Point annotation records
/---

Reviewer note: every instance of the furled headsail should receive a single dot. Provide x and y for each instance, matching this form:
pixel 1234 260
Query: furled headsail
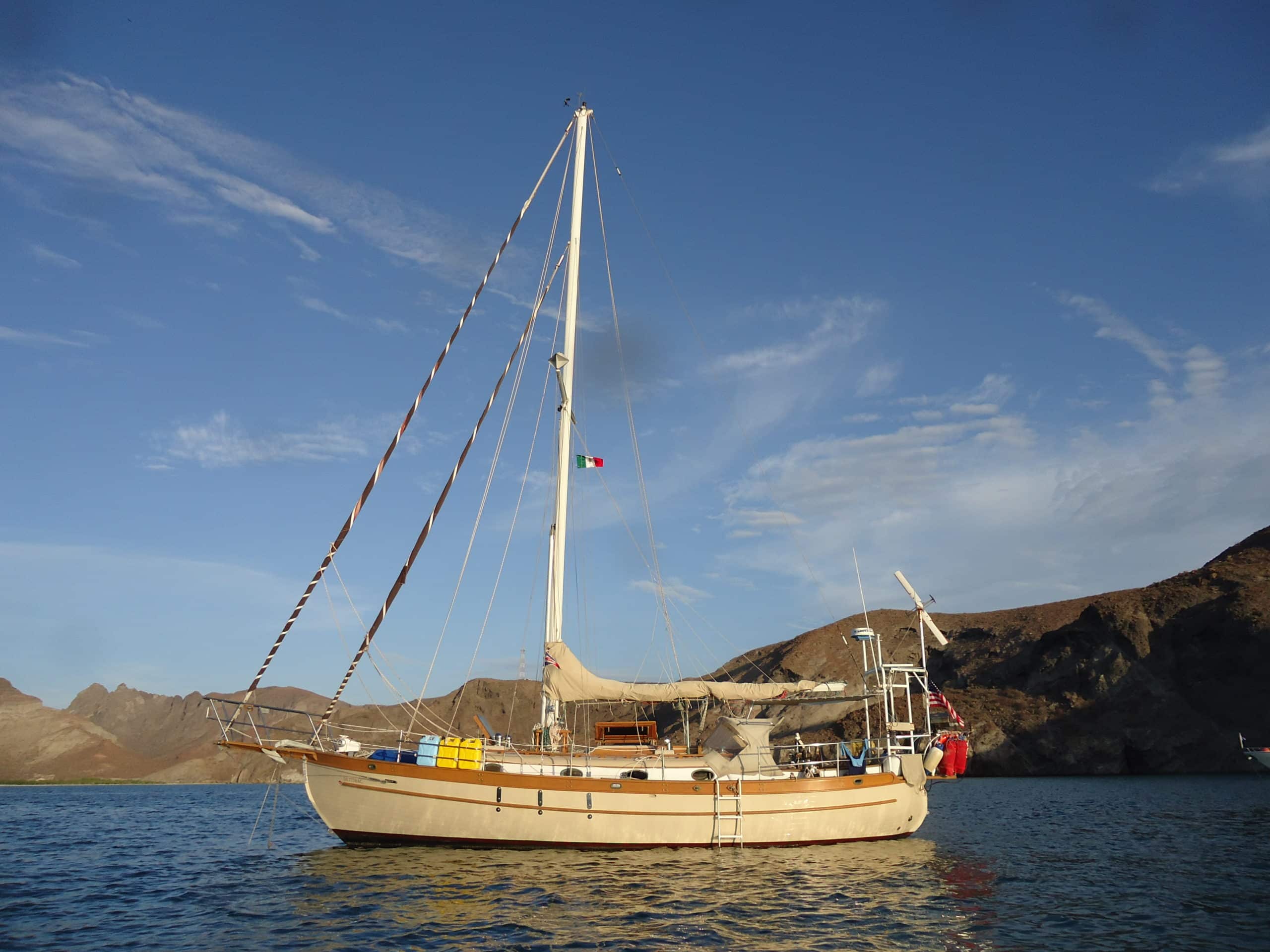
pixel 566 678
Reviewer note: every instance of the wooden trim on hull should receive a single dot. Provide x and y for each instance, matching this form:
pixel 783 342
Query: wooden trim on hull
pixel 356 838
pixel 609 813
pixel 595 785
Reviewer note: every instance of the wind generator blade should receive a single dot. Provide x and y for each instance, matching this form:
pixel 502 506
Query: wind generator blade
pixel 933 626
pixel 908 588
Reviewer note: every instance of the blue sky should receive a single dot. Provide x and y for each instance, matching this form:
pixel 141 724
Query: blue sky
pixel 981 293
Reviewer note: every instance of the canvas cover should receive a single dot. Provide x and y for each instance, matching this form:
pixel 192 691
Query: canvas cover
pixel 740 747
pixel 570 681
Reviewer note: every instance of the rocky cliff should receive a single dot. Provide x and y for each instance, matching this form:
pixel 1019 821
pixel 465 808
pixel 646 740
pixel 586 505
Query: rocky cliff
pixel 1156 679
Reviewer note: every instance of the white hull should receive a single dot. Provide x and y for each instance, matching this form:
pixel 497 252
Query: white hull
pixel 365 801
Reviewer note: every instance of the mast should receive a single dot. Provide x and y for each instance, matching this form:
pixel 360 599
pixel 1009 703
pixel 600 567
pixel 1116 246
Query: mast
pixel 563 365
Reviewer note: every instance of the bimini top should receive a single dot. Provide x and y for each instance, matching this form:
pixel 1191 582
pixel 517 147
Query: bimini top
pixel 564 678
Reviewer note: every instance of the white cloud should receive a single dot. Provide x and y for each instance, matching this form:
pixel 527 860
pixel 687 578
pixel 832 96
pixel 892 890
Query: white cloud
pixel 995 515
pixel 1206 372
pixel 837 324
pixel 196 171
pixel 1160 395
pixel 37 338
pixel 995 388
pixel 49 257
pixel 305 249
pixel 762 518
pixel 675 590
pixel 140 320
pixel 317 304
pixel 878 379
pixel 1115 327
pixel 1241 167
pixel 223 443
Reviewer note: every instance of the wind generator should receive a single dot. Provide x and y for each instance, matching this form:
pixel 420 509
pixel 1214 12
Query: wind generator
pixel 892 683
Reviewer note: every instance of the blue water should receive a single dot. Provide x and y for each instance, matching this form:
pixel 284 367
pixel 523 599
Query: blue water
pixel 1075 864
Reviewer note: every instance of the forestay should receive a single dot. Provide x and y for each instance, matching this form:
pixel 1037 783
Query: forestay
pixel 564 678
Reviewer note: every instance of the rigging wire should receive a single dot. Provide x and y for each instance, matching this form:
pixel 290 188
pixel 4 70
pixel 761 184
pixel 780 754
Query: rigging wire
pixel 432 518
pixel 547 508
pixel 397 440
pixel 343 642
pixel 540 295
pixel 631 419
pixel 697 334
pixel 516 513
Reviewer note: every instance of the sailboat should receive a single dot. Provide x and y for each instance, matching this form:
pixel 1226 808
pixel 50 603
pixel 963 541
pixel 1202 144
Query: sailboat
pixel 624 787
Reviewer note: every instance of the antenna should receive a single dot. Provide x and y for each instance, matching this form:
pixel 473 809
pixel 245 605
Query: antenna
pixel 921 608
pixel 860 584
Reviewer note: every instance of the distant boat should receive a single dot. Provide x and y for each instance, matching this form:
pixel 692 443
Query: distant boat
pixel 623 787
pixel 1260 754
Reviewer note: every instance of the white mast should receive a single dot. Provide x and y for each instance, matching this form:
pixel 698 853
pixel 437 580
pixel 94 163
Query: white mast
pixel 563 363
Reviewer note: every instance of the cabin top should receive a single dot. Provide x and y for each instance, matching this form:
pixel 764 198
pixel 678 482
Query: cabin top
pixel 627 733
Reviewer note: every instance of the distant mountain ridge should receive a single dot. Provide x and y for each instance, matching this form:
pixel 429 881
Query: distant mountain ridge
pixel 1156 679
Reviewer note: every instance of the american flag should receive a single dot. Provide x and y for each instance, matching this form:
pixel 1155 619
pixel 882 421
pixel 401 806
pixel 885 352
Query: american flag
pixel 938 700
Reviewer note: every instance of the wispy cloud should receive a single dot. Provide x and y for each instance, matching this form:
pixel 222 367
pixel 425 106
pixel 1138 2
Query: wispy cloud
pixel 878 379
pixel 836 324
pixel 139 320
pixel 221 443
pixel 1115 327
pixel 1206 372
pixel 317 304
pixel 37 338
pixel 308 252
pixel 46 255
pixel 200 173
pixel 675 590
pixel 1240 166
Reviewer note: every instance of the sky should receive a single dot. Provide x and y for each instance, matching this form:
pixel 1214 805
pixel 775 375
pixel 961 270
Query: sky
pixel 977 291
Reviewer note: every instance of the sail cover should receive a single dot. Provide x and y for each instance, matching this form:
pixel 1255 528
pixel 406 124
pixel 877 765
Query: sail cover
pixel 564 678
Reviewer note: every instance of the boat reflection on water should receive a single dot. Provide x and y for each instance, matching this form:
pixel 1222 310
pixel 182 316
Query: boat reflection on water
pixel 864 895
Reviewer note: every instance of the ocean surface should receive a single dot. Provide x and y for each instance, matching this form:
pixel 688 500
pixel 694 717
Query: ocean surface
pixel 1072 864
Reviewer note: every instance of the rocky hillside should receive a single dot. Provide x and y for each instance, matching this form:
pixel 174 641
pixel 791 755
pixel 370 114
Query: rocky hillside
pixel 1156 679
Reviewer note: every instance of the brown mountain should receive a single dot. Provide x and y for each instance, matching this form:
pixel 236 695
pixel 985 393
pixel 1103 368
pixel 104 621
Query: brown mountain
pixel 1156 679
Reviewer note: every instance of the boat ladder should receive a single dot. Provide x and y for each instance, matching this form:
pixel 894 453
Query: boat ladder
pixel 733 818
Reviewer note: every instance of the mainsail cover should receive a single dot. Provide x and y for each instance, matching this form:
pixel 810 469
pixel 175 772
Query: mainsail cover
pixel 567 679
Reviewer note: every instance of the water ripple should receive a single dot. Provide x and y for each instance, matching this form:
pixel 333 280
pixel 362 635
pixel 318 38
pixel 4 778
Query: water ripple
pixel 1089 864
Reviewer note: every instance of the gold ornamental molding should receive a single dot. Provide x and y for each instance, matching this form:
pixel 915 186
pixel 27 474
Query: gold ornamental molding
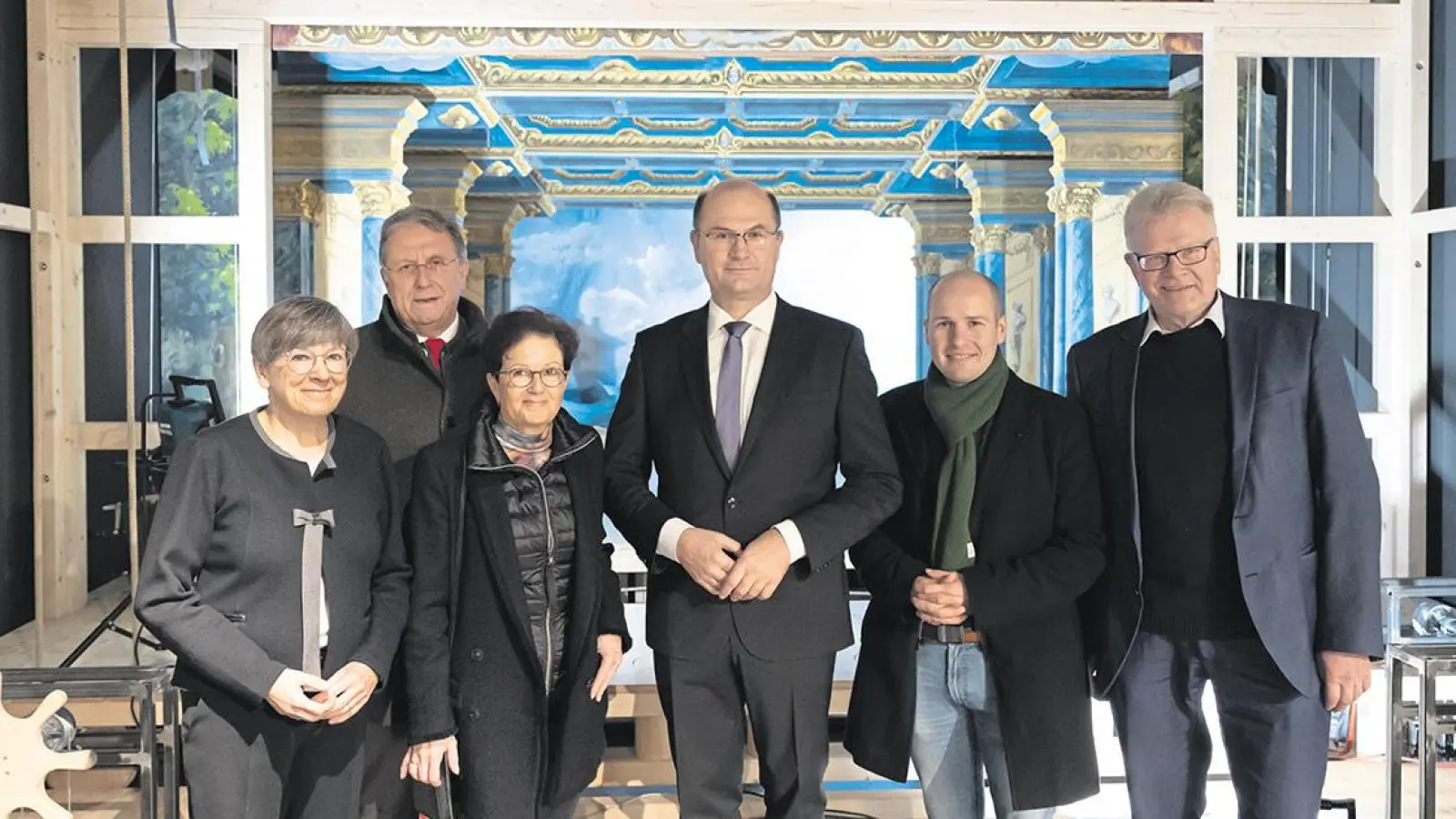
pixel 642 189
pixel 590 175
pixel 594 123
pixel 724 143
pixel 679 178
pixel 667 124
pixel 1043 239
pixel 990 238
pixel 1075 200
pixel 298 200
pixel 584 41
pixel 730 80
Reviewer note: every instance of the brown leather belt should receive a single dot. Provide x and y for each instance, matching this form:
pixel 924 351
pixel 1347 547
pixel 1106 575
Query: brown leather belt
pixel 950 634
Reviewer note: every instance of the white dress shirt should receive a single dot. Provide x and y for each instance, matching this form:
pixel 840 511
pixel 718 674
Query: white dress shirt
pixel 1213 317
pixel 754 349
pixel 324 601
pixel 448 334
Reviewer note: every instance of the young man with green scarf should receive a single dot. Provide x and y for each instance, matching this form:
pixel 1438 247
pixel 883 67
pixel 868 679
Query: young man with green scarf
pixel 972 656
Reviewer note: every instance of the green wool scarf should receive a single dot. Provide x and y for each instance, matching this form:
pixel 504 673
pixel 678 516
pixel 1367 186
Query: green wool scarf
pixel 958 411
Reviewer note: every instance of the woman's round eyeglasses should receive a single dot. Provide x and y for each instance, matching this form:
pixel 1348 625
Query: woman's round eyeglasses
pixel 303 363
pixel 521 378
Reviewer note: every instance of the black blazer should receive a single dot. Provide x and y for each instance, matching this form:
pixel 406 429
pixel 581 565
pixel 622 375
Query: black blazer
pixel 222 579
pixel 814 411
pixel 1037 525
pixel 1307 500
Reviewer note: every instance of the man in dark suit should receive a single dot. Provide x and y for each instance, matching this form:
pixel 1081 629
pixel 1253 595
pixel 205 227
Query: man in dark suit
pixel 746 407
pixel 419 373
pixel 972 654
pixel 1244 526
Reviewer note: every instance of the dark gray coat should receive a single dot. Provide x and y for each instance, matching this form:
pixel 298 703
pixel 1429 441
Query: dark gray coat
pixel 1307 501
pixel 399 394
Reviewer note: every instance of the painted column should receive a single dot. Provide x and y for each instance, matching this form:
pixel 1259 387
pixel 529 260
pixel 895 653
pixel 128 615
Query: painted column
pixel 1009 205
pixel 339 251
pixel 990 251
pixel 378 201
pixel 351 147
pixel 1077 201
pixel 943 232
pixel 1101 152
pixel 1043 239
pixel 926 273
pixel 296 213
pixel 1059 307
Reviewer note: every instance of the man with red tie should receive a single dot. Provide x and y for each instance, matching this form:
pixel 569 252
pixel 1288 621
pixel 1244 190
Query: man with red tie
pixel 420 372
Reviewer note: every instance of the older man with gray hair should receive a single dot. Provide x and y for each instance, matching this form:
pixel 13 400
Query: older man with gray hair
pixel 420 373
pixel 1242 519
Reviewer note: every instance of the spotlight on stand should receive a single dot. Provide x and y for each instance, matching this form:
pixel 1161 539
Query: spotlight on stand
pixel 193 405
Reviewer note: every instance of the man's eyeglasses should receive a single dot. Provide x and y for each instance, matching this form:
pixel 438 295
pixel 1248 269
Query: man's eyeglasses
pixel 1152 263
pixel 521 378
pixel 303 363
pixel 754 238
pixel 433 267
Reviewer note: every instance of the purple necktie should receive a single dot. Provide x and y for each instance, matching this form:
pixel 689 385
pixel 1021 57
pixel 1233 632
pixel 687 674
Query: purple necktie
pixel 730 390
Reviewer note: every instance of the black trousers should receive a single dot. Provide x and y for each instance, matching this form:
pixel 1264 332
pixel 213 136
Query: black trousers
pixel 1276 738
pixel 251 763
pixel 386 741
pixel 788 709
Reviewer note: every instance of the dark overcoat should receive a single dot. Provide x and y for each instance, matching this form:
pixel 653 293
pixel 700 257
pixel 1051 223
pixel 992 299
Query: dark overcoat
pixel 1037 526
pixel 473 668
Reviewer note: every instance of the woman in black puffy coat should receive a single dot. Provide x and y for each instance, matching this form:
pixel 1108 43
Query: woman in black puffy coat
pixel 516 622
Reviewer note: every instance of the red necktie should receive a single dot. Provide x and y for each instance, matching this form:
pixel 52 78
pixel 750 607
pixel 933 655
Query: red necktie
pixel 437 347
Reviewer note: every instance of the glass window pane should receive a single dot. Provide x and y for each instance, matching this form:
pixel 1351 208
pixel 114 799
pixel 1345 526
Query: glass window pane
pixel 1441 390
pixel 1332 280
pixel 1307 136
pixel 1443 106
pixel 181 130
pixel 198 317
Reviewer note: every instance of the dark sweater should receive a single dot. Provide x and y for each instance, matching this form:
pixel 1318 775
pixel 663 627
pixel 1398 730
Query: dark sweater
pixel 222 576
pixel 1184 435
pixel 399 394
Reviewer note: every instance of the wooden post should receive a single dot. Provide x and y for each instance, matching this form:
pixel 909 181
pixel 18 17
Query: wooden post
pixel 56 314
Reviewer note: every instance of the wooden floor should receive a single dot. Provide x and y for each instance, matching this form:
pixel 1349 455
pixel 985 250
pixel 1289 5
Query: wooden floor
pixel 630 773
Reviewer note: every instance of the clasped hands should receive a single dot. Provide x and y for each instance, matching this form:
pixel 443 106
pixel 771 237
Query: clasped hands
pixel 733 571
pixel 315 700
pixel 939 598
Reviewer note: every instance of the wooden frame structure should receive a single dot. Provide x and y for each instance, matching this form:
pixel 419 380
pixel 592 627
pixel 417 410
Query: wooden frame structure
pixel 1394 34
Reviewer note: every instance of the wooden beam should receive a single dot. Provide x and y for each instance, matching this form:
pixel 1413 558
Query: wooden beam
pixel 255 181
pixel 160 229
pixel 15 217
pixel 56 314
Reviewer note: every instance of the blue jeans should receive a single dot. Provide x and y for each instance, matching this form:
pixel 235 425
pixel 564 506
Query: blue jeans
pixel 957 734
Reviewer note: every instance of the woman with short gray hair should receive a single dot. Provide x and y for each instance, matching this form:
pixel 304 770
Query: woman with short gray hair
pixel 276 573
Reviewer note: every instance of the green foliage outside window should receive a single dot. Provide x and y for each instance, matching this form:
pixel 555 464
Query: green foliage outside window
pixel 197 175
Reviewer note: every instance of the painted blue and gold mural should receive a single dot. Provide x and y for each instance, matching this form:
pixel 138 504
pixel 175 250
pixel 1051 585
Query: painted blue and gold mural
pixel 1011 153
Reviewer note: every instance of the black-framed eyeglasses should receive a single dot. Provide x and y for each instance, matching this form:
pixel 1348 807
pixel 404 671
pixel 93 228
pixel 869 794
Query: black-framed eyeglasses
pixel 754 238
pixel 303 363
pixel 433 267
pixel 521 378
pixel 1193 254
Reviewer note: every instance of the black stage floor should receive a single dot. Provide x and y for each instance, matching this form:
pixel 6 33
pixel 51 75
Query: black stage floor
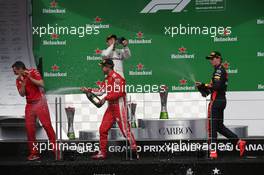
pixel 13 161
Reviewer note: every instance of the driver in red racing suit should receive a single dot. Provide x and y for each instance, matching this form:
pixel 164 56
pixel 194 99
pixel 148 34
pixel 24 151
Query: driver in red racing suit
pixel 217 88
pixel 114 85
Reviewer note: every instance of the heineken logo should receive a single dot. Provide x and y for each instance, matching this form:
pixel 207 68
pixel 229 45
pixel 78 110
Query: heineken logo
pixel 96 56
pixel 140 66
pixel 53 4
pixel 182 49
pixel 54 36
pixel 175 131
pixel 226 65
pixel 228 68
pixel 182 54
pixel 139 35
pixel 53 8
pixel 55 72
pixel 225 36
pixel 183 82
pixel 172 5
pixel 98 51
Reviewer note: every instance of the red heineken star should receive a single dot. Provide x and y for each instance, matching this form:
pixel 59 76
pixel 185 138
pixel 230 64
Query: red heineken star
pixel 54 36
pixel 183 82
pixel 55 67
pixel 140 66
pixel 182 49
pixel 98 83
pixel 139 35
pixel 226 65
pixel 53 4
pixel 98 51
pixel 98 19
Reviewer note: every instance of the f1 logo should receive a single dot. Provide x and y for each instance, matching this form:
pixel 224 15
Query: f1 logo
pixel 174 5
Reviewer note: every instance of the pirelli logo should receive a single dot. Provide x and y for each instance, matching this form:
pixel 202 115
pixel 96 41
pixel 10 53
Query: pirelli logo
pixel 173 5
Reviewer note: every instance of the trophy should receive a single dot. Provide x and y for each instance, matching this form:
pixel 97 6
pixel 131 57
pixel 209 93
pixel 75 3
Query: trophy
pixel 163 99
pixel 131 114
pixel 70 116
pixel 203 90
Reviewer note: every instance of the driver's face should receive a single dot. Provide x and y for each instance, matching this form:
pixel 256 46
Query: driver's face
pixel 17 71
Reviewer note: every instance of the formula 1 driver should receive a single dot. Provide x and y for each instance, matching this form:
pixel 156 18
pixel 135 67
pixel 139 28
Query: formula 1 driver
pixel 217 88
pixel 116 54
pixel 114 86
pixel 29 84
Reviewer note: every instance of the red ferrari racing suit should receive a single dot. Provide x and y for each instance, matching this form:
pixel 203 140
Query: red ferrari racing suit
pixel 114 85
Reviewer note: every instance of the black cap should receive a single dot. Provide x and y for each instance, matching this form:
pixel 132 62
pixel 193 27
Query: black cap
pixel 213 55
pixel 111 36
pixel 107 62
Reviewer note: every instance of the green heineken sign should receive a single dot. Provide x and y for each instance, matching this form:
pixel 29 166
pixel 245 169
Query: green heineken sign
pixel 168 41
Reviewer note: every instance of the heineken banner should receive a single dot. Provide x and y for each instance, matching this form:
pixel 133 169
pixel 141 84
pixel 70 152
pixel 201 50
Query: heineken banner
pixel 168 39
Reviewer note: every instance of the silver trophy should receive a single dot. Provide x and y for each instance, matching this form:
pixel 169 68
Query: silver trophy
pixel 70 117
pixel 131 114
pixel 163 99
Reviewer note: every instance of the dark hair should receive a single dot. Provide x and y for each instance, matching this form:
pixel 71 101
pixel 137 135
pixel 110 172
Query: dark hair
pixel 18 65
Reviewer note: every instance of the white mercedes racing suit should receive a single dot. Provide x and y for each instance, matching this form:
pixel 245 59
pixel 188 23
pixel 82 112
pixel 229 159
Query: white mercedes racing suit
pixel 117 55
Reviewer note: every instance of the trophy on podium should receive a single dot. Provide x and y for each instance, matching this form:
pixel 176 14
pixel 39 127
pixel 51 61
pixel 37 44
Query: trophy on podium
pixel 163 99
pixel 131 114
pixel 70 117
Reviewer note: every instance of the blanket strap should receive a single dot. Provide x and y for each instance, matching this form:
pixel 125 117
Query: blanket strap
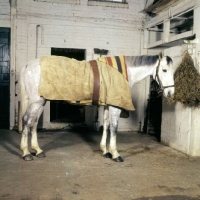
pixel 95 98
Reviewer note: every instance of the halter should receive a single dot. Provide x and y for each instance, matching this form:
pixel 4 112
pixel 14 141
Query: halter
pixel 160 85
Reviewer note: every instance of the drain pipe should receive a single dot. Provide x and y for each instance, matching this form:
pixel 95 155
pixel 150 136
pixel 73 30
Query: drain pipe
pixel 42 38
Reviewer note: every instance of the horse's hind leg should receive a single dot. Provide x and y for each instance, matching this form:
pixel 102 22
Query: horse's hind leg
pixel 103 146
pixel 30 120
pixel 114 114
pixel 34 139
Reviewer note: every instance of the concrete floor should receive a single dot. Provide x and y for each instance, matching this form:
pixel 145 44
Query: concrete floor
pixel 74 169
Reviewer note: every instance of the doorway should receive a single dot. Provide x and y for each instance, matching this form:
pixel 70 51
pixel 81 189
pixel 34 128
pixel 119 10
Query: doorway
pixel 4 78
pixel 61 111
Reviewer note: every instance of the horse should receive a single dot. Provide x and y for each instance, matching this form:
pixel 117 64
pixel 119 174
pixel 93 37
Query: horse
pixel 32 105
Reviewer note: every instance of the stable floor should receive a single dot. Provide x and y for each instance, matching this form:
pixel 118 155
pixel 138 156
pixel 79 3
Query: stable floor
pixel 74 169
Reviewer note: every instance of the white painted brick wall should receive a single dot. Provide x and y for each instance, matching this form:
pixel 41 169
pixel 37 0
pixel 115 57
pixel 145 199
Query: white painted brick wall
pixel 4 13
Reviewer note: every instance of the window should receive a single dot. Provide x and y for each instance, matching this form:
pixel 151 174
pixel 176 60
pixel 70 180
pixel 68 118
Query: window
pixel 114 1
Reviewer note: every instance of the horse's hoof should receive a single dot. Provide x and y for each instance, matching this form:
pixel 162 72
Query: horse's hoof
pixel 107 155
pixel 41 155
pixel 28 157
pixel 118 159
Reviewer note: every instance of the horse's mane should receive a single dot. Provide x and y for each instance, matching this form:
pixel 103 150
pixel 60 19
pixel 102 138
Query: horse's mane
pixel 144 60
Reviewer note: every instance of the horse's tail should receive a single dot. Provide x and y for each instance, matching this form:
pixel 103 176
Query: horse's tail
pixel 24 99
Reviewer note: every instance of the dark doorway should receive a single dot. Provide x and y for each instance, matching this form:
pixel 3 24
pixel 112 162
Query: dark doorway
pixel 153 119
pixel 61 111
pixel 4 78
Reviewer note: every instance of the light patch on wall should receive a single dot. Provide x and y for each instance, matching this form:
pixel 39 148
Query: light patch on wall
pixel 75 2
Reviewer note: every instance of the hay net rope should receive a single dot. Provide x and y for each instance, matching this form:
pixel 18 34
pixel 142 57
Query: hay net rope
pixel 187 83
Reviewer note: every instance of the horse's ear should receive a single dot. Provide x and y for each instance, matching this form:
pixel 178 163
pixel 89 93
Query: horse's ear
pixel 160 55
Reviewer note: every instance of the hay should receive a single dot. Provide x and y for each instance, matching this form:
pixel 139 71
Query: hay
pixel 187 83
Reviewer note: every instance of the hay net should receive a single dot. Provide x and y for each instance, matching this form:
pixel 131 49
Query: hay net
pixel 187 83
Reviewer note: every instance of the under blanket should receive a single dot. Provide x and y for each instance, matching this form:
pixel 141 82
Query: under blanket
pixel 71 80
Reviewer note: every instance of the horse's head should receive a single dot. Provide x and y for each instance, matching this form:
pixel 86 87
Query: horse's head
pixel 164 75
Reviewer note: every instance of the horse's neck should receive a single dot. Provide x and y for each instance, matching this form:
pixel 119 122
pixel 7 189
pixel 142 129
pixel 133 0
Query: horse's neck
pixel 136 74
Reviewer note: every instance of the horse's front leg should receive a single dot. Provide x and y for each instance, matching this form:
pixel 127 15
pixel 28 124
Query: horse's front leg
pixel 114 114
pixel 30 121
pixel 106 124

\---

## What is needed:
Return verbatim the part of the records above that opens with the line containing "Reviewer note: every instance of the boat reflection" and closes with the line containing "pixel 864 895", including both of those lines.

## In response:
Reviewer note: every instance of the boat reflection on water should receive a single dot. Provide x and y for each instance, matching this form:
pixel 1222 310
pixel 182 316
Query: boat reflection on water
pixel 864 895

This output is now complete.